Set the listing down again, exactly as it stands below.

Data excerpts:
+ + + +

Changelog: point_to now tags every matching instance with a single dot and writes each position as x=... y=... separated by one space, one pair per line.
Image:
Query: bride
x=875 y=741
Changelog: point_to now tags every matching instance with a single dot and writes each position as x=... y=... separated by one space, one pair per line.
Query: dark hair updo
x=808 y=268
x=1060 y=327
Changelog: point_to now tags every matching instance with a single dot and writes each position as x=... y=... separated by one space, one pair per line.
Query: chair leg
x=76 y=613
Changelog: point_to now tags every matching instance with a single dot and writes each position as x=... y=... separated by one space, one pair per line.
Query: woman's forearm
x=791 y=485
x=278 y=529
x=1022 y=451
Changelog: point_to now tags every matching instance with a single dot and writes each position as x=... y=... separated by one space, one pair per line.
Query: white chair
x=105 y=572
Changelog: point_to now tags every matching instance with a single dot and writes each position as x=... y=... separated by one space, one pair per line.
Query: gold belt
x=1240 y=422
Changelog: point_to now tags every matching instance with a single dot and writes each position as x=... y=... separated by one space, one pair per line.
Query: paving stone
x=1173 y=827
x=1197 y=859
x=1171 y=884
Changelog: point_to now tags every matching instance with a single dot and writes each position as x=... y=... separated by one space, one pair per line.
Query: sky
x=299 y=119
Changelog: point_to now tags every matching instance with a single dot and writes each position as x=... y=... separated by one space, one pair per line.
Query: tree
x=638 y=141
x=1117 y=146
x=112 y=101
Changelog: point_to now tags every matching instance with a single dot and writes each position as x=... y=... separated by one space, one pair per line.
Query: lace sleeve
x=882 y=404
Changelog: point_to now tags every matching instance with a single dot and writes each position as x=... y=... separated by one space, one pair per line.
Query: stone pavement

+ + + +

Answer section:
Changelog: point_to now tags every matching instance with a single dot and writes each position as x=... y=... separated by one space, one pair per line.
Image:
Query: bride
x=875 y=741
Changelog: point_to now tags every matching instance with a single dot and writes each position as x=... y=... separated by one space, one pair per line.
Query: dark hair updo
x=808 y=268
x=1060 y=327
Changelog: point_to now tags every matching instance with a single dot and writes each position as x=... y=... separated by one space, one pair per line.
Query: chair leg
x=76 y=613
Changelog: point_to now tags every matching instance with a single dot and writes each position as x=... y=... separated by one space, one pair per line.
Query: woman's forearm
x=791 y=485
x=278 y=529
x=1022 y=451
Changelog: point_to now tags every matching instance with a single dot and writes each position as x=... y=... separated by one space, one pair per line.
Query: white chair
x=105 y=572
Changelog: point_to now tags every matching instance with a single dot and writes each position as x=... y=... separated by one space, one pair per line.
Query: gold belt
x=1240 y=422
Changelog: point_to now tags every matching instance with a single dot and writes each position as x=... y=... separated by one space, one pair per line.
Query: paving stone
x=1173 y=827
x=1197 y=859
x=1171 y=884
Changelog: point_to now tags every matching instance with a single dot and writes each position as x=... y=... separated by one space, one pair per line.
Query: sky
x=299 y=119
Changelog: point_to now tags every matching instance with a single dot and writes each position as x=... y=... separated by one space, one pair per line.
Query: tree
x=638 y=141
x=1117 y=146
x=112 y=101
Changelog: point_to now tags every matching instance with a single dot and writes each position as x=... y=... separated by one space, one pair per line.
Query: lace sleeve
x=882 y=404
Changelog: point_to now tags every matching instance with a single dot and writes each position as x=... y=... separated by one space, one pair per line.
Query: stone pavement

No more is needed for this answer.